ページ抜粋:
..............................

同シリーズのパネルの公称最大出力は形状により120~254Wと他社に比べると少なめですが、屋根の形状に合わせてより多くのパネルを設置しやすく、発電量を稼ぐことができます。
BLACKSOKARシリーズ以外では公称最大出力435Wのハイパワーモデル(NU-435PP)も販売するなど、製品バリエーションの豊富さはさすが大手といったところ。
隙間なく屋根に太陽光パネルを敷き詰めたい方にはおすすめのメーカーとなっています。
【大まかな特徴】 ・デザイン性と性能を兼ね備えたソーラーパネルが充実 ・台形パネルなど屋根の形にフィットしやすいパネルが揃っている ・大手企業ならではの保証の手厚さが魅力 【どのような方におすすめ?】 ・変換効率やパネルの品質を重視したい方 ・屋根の面積をフル活用してできる限り多くの電気を作りたい方 |
【代表的な商品のスペック】
メーカー名 | シャープ |
型番 | 単結晶シリコン |
セルの種類 | NQ-254BM |
サイズ | 1265×1055×46mm |
質量 | 16.5kg |
公称最大出力 | 254W |
モジュール変換効率 | 19.0% |
出力保証期間 | 20年 |
製品保証期間 | モジュール20年構成機器(パワコン等)15年 |
kW単価(相場) | 31万円 |
ハンファQセルズの特徴と評価
ハンファQセルズは、太陽光パネル内のセルのすき間をなくし高い変換効率を実現させるなど、高い技術力を持った太陽光パネルメーカーです。生産能力は世界トップクラスで、厳正な品質管理を行っているため安心して利用できます。
もともとドイツの「Qセルズ」という企業を韓国のハンファグループが買い取って生まれた会社で、住宅向け・事業向けそれぞれの太陽光パネルを生産しています。
低価格ながら天候に左右されず高効率で発電ができることや、質が良く軽量・高耐久のフレームなども高評価を得ています。

..............................

提供資料:
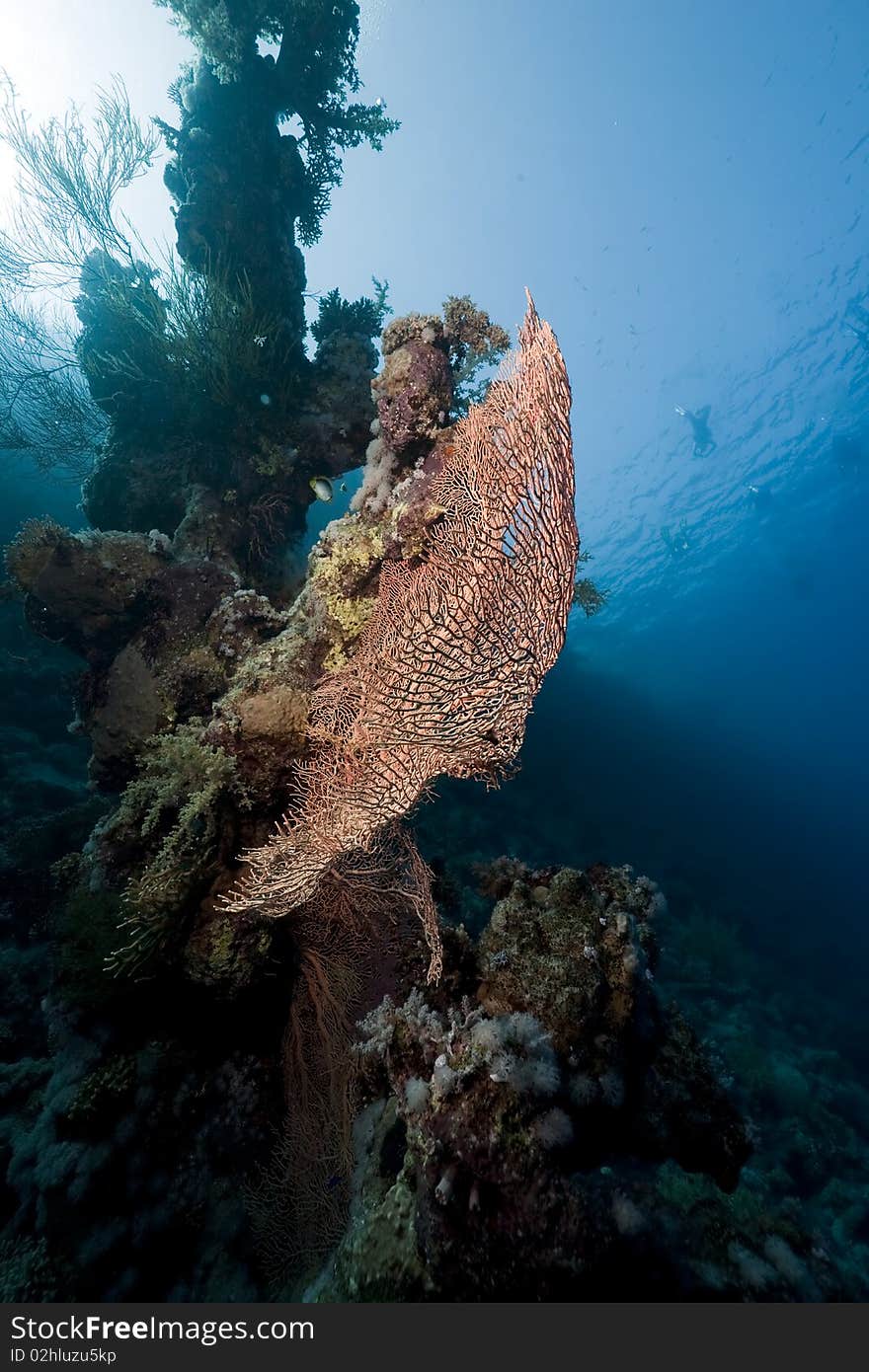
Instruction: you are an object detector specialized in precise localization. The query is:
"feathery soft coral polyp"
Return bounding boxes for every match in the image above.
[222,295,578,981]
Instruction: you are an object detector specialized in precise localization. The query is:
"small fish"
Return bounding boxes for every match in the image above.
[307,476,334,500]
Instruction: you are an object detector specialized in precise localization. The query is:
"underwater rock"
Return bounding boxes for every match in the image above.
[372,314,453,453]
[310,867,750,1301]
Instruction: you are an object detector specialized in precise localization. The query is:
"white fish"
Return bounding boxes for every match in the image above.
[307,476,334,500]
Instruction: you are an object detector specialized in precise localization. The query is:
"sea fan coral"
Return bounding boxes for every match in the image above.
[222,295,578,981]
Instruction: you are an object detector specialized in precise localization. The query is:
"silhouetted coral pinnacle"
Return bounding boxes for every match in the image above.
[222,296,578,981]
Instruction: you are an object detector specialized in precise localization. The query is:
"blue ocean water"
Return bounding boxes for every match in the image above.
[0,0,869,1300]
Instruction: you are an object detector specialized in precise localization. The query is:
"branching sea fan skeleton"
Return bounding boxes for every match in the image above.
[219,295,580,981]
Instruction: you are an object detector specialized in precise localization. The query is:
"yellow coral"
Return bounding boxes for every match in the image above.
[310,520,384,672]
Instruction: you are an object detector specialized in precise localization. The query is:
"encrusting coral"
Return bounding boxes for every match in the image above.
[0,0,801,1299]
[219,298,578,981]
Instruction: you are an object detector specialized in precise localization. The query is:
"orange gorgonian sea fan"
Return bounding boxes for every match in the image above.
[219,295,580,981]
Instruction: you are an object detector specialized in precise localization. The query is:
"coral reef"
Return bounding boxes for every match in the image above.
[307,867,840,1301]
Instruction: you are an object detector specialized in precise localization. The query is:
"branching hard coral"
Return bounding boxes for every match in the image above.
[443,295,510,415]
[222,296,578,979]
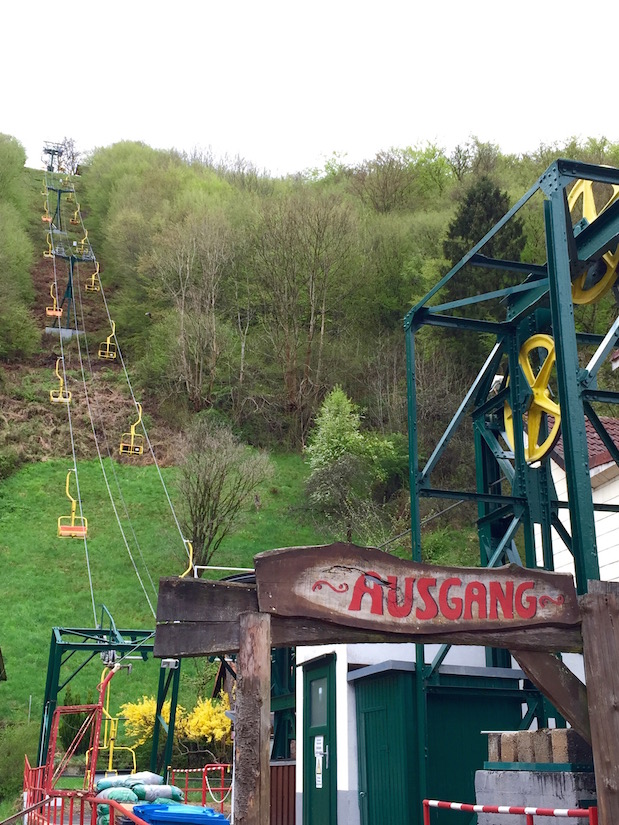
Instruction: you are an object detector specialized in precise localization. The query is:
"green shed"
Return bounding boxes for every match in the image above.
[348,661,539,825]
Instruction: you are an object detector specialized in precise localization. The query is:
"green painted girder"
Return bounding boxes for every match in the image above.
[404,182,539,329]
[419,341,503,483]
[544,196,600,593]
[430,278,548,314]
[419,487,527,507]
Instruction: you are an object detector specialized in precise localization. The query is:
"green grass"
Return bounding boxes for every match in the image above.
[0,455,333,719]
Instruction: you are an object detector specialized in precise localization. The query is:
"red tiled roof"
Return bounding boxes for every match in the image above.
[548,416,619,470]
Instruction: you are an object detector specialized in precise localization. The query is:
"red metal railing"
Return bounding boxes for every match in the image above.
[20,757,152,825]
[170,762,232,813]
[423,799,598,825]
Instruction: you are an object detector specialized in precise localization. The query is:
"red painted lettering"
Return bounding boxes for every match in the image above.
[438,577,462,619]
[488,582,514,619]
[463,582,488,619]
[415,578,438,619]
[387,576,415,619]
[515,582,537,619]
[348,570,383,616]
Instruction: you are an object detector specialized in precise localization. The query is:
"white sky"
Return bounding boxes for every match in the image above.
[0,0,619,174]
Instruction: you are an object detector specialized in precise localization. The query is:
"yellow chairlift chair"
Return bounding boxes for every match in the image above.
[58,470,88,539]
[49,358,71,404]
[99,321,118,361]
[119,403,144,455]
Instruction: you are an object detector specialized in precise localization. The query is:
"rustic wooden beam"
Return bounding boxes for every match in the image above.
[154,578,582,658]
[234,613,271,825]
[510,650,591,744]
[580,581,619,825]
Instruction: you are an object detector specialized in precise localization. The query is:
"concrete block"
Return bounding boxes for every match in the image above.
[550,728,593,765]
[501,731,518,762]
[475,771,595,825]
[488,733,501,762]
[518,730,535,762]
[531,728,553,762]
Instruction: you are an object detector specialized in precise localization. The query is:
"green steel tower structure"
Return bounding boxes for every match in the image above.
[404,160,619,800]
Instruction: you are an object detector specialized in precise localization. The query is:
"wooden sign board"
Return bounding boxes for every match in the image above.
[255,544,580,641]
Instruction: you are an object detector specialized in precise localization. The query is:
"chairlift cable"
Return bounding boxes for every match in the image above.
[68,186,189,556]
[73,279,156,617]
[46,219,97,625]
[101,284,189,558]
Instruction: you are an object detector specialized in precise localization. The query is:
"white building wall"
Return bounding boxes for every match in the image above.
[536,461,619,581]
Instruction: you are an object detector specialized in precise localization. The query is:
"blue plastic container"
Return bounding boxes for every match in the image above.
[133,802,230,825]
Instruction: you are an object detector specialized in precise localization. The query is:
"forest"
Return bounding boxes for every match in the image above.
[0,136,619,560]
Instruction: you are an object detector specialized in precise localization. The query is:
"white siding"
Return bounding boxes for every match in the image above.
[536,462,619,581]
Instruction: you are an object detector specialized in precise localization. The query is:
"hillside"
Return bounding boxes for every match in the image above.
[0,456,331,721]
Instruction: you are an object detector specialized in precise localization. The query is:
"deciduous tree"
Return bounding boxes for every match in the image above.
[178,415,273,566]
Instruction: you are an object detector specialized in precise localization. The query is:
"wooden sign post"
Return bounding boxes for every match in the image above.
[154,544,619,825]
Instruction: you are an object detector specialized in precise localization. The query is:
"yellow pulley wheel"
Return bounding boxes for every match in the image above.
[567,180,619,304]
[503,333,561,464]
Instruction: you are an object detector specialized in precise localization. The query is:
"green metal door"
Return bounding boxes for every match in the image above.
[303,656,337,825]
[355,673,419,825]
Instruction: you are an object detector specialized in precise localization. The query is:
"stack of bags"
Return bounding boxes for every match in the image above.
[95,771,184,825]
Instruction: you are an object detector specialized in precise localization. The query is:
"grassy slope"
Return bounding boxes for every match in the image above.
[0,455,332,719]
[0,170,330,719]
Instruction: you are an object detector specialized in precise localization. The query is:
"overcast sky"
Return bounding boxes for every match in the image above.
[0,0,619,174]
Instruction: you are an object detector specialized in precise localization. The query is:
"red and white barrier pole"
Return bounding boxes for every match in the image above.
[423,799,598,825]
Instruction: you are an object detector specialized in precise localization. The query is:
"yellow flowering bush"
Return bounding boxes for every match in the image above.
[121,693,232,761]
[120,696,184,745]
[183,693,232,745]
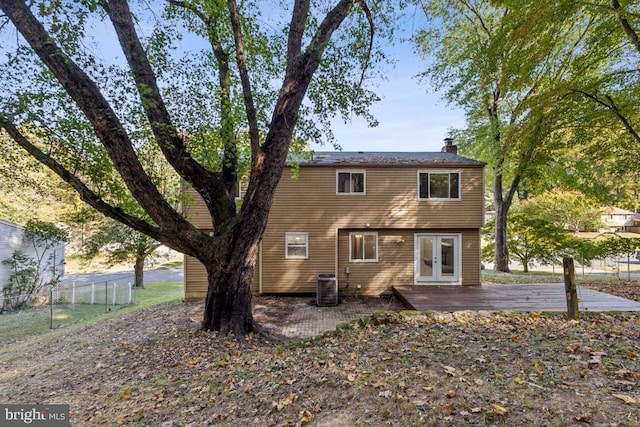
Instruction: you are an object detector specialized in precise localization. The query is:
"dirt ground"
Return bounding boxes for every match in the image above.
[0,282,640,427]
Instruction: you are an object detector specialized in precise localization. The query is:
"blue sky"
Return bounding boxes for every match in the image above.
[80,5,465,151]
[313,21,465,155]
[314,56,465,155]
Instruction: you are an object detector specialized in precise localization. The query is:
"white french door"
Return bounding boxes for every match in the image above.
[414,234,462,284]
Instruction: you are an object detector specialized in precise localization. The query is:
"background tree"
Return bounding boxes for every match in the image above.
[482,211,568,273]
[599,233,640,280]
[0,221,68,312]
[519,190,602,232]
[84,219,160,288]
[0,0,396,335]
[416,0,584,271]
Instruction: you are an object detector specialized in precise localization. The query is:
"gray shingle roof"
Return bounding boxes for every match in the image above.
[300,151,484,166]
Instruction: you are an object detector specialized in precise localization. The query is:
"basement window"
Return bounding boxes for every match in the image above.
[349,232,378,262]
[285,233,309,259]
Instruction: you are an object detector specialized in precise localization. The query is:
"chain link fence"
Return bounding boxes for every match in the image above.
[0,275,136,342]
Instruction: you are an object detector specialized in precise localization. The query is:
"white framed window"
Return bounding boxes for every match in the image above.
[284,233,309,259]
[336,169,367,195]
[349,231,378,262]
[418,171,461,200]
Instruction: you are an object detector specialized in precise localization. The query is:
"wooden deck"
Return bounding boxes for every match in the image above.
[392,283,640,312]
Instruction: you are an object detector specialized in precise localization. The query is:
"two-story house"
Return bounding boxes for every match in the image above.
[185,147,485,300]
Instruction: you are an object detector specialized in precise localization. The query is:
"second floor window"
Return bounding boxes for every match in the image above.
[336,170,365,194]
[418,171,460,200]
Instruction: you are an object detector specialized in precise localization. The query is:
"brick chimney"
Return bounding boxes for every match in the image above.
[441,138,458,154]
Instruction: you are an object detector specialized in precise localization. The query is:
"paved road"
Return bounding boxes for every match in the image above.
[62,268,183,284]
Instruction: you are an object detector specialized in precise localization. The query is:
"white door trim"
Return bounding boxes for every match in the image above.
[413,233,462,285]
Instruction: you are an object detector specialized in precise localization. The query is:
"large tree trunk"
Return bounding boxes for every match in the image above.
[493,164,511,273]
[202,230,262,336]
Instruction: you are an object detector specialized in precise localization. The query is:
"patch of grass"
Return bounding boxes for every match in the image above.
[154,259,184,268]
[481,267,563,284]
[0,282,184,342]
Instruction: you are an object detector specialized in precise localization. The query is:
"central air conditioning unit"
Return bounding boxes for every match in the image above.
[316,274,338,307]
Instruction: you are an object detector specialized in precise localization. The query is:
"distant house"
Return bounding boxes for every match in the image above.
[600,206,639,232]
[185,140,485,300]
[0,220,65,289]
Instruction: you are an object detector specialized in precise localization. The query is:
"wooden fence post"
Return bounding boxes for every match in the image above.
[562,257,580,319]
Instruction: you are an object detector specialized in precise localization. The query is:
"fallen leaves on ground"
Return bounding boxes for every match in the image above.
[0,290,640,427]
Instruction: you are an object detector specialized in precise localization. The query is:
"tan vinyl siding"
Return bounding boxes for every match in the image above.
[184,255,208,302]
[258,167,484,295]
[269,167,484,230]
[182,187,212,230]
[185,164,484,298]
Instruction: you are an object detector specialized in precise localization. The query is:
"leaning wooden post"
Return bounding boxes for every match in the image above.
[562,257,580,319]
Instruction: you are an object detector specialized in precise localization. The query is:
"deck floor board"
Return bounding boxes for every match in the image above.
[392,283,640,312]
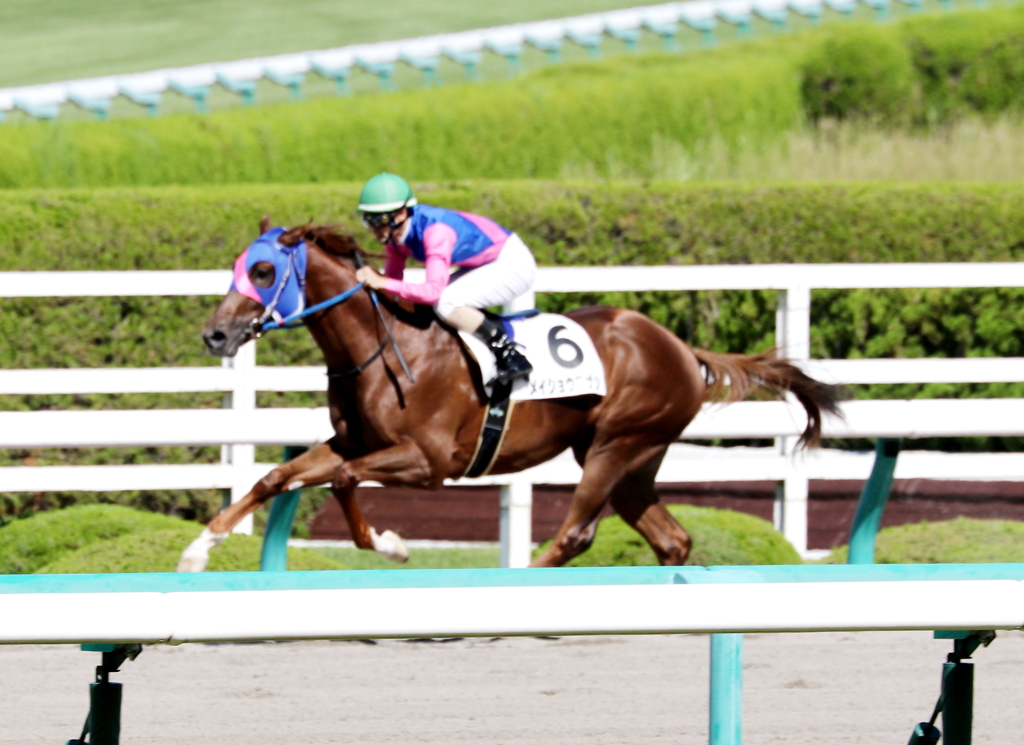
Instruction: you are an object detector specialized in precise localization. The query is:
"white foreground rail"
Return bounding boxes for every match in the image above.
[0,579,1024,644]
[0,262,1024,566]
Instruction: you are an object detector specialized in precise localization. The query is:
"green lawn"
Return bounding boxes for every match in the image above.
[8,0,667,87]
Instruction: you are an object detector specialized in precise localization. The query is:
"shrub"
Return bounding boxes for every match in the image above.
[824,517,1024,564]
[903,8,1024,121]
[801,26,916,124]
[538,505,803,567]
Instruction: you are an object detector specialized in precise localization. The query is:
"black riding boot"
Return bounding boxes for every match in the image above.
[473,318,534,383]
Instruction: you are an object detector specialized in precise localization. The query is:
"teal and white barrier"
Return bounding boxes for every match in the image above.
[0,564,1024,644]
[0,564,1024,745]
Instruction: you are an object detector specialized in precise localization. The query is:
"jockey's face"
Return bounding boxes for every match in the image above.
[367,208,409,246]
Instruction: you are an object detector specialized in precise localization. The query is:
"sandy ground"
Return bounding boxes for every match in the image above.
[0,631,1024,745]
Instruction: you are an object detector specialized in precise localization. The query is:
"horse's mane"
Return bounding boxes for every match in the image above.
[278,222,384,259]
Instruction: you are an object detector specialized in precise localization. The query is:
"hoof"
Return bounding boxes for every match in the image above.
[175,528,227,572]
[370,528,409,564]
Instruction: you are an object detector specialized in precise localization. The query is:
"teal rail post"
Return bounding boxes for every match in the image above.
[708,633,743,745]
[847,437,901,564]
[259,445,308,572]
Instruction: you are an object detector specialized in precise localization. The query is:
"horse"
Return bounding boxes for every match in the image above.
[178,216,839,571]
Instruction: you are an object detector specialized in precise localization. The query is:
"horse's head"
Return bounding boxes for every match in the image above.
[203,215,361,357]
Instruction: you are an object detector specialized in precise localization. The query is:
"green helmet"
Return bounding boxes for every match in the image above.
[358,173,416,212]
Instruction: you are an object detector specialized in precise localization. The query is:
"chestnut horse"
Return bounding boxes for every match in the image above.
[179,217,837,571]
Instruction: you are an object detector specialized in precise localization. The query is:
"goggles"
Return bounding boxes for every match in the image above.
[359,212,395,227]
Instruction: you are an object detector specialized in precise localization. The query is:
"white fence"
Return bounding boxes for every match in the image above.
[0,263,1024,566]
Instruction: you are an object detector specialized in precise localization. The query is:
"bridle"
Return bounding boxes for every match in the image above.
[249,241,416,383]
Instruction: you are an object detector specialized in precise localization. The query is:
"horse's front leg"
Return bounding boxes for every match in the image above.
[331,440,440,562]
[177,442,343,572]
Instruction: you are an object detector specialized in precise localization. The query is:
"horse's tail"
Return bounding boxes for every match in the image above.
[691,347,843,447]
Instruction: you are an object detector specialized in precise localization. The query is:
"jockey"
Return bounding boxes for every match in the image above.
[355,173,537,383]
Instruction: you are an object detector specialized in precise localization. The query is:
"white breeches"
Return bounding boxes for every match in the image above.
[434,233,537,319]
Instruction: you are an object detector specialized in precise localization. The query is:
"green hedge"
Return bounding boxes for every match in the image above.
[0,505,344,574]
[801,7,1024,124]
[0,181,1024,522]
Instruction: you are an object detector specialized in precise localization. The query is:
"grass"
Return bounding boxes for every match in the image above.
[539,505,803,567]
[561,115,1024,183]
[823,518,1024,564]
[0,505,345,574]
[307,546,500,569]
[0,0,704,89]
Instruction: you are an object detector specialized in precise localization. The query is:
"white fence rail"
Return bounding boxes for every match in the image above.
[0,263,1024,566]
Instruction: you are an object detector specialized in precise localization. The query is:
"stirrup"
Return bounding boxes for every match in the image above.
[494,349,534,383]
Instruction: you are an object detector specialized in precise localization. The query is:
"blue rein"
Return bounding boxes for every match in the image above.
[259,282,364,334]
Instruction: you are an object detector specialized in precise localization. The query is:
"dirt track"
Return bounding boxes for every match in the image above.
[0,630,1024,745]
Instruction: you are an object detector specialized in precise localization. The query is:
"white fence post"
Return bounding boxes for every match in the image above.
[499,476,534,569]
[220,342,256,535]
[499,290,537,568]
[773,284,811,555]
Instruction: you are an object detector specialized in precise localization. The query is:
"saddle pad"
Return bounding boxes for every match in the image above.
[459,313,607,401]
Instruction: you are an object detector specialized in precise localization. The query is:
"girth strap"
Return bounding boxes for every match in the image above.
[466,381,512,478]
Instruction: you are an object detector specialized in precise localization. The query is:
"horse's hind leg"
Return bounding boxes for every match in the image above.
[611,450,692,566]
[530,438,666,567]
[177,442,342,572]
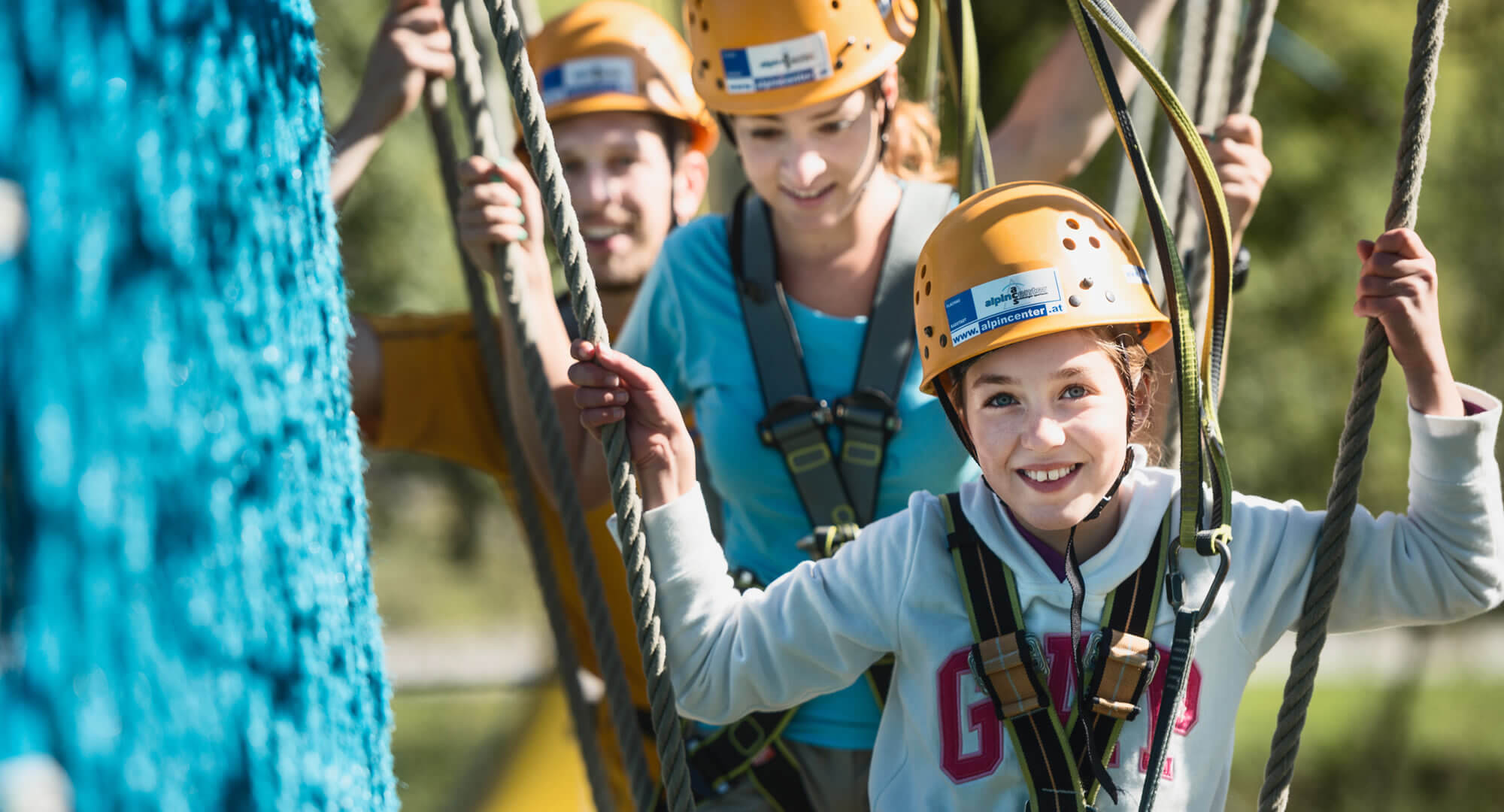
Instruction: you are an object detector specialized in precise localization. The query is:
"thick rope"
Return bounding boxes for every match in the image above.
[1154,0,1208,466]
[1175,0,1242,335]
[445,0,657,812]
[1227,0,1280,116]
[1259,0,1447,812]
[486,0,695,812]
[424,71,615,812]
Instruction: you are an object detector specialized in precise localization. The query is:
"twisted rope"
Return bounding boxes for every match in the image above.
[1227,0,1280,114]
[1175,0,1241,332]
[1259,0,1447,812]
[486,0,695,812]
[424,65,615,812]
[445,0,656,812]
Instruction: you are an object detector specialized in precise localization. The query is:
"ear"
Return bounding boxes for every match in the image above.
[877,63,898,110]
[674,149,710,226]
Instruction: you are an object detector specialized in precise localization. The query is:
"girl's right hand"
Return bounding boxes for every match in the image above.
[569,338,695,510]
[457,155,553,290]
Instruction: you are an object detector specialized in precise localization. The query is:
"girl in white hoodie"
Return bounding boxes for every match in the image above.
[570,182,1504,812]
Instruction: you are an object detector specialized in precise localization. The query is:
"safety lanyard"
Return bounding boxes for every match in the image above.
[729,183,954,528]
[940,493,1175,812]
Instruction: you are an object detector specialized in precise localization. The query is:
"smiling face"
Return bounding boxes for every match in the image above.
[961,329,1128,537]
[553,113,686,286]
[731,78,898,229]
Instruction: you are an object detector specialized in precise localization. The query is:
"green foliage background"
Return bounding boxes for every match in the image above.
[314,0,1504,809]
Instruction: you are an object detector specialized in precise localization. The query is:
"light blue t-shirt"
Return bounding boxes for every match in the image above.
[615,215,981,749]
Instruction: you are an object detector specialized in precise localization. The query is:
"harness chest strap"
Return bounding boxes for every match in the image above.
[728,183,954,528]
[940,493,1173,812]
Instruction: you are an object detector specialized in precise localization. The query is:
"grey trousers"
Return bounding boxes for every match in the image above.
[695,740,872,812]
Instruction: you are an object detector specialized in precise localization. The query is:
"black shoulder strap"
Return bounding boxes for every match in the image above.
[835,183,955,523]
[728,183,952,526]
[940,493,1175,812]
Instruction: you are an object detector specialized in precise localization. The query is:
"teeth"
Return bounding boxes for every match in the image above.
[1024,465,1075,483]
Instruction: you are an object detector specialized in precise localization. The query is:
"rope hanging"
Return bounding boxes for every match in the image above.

..............................

問題文: ページ抜粋で【大まかな特徴】の見出しの下に箇条書きされている項目を、すべて書き出しなさい。

解答:
・デザイン性と性能を兼ね備えたソーラーパネルが充実
・台形パネルなど屋根の形にフィットしやすいパネルが揃っている
・大手企業ならではの保証の手厚さが魅力